§ Brief:
Can you copy each of the lines below word for word, leaving the pictures out of your answer?

§ Given records:
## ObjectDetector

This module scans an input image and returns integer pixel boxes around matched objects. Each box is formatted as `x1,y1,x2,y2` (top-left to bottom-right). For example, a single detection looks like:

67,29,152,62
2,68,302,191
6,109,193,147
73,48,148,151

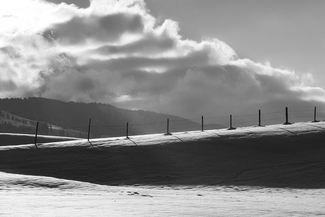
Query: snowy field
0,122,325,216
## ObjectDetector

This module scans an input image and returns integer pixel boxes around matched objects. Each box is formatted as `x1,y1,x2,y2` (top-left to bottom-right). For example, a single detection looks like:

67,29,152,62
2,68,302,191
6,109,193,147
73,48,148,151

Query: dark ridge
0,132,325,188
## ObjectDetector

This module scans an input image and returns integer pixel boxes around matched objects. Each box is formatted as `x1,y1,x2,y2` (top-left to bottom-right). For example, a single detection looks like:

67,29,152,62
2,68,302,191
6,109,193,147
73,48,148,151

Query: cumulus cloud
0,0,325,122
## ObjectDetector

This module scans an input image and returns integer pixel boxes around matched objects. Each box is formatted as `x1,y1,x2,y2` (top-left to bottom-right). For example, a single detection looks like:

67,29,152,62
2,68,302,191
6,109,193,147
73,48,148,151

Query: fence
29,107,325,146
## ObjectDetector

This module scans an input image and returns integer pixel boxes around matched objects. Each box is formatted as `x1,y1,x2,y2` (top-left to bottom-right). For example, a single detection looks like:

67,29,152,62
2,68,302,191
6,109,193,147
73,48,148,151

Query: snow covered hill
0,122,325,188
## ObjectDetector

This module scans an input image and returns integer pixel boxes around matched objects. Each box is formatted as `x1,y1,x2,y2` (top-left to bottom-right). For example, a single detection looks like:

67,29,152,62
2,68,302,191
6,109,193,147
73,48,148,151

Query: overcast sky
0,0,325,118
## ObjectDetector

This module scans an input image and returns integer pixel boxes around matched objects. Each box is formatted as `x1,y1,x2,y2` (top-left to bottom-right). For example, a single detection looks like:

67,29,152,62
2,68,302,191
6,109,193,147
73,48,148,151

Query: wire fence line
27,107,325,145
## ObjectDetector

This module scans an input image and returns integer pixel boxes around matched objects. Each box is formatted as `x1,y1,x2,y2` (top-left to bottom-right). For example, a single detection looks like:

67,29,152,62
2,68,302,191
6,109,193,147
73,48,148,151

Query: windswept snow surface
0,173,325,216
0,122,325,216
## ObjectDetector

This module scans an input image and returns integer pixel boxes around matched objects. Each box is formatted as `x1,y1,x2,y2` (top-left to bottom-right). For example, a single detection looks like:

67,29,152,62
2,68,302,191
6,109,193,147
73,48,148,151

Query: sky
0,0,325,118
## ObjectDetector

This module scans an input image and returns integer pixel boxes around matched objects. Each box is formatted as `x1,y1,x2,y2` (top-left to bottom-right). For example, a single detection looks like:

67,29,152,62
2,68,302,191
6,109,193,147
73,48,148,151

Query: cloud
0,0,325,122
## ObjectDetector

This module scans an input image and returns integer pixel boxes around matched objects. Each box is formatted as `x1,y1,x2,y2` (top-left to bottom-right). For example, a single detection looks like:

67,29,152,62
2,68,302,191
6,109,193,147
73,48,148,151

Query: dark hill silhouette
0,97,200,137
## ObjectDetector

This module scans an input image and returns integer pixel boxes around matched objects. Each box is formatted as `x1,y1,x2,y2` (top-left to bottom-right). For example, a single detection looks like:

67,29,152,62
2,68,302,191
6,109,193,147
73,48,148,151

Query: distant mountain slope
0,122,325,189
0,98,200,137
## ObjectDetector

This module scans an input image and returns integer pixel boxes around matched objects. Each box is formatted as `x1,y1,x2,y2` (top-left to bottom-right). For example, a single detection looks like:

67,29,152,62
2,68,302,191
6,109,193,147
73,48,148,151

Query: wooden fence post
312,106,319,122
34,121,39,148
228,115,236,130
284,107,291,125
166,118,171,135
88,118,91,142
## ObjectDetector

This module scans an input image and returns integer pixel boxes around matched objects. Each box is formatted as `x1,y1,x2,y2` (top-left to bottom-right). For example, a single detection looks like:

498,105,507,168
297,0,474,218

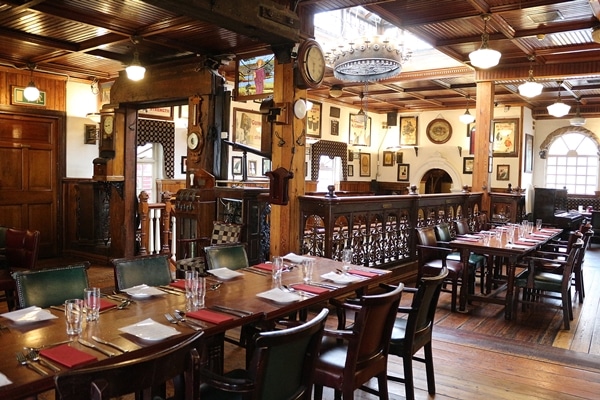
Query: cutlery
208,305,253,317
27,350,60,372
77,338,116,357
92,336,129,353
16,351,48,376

§ Written answer:
## ObjectDetector

This module scans an input image and returns integer pixel boxes around matched objects. Each box is formatted as `x1,y1,x2,y2` (top-left to bottom-right). For example, a single detection looks like:

67,29,152,62
2,68,302,191
6,109,193,147
73,48,148,151

Query: snowy field
0,122,325,216
## ObjectDetector

This module scans an input image and returns integer pixel boxes around matched objects. Each box is formatted as `x1,y1,x2,y2` (top-left to bottom-right). For example, a single detection looks like:

67,29,152,62
2,68,302,191
6,109,193,147
73,48,148,151

Query: dark ridge
0,132,325,188
## ObjectDetector

This module scans an input image and returns integer pixel boxes around matched objects. Each box is formatted as `x1,y1,x2,y2` (top-left to bottom-right). For example, a single detection looks like:

67,29,152,62
2,68,302,191
6,109,193,147
73,48,148,151

Query: cumulus cloud
0,0,325,122
## ObjectDetector

This module scans an input image and returns integer pixel boxes around matched objects. Each box is formatted as `x1,y1,x2,y2` (top-left to bottom-right). For example, a single detection looks like:

67,29,152,62
2,68,302,191
6,109,193,147
73,48,148,151

Query: fence
29,107,325,146
## ObjectDetector

This module scans an input image and returns integer pixel boxes around matched objects. Each box is formatted as `x1,y1,x2,y2` (top-left to bottom-right). For example, a single detection looks like:

67,29,152,62
2,68,302,191
6,109,193,147
73,48,148,151

Query: snow covered hill
0,122,325,188
## ObjectDetector

This module scans an input image and returns integer pixel boxes around matched objects. Each box is formatted as `x1,y1,x2,y2` (top-left to bottom-right). For example, a single detection looks like:

67,29,152,62
2,68,302,191
6,109,193,147
73,48,148,151

Query: overcast sky
0,0,325,118
## ObjectDetector

This module scans an input image and returns integer pixel boxes around matched objects. Each box is formatted as `x1,y1,x2,y2` (top-left to bottom-right). For example, a single detection looks like:

67,29,152,62
2,68,302,191
6,109,193,147
73,48,148,151

Query: wire fence line
27,107,325,145
## ObjectDetector

This module scans an input image and returns integer pixel boxes around matched objects. Each box is formatted as `x1,y1,x2,y2` (top-left to bottom-right). For example, a single detection looks like:

67,29,152,62
2,68,302,191
6,109,193,147
73,48,148,151

Query: windswept snow surface
0,173,325,216
0,122,325,216
## ObjectDetector

This module scans an input image and returns integer pixel boxes around matched objects. Each box is formatted as `x1,y1,x2,y2` (top-left to bottom-right). For example, a single detection looks like:

67,29,152,62
2,68,302,191
6,109,193,147
73,48,148,151

Query: sky
0,0,325,118
## ObjectDetector

This module scans an input image and returns integer pixel boxes around matched objects. Each box is formatted as `x1,y1,x2,y2` (top-left to bottom-right). For example, a single detection looks like:

67,29,152,62
2,68,302,191
6,109,193,147
73,48,148,151

Query: cloud
0,0,325,122
## ObjectDetector

This module scans an input image and returns integer pixel boxes around matched objects. Each box is formatted as `x1,y1,x2,y2` (top-left to bottom-right). For example, a single detection looks like:

67,29,152,62
2,68,302,191
6,109,193,147
73,48,148,151

Query: dark hill silhouette
0,97,200,137
## ObjectDetector

This module scans an input image and returns integer pixel boxes around matched objects. Each box is formatted as `x1,y1,x2,y2` (top-left to bottom-right). For example, a single detection looks like:

67,29,152,62
2,68,302,191
6,109,193,147
73,48,148,151

Query: distant mountain slope
0,122,325,189
0,98,200,137
## ObjectDetector

This module scans an input image and returns integer pixel boxes around matched objects. Each box is formatted as `x1,y1,x2,y2` (top-left to bottom-right). For example, a single detection looks like:

67,29,152,62
2,68,302,191
6,109,193,147
73,48,148,151

Query: wooden fence post
312,106,319,122
34,121,39,148
228,115,236,130
284,107,291,125
166,118,171,135
88,118,91,142
## ObjectDetector

This module scans an input image and returns integer pixel boxes around matched objects. Each box is formatted as `x1,y1,x2,y2` (top-left to bottom-right). For example, a single detection looks like:

498,105,507,168
297,0,474,218

Query: cutlery
208,305,253,317
27,350,60,372
77,338,116,357
92,336,129,353
16,351,48,376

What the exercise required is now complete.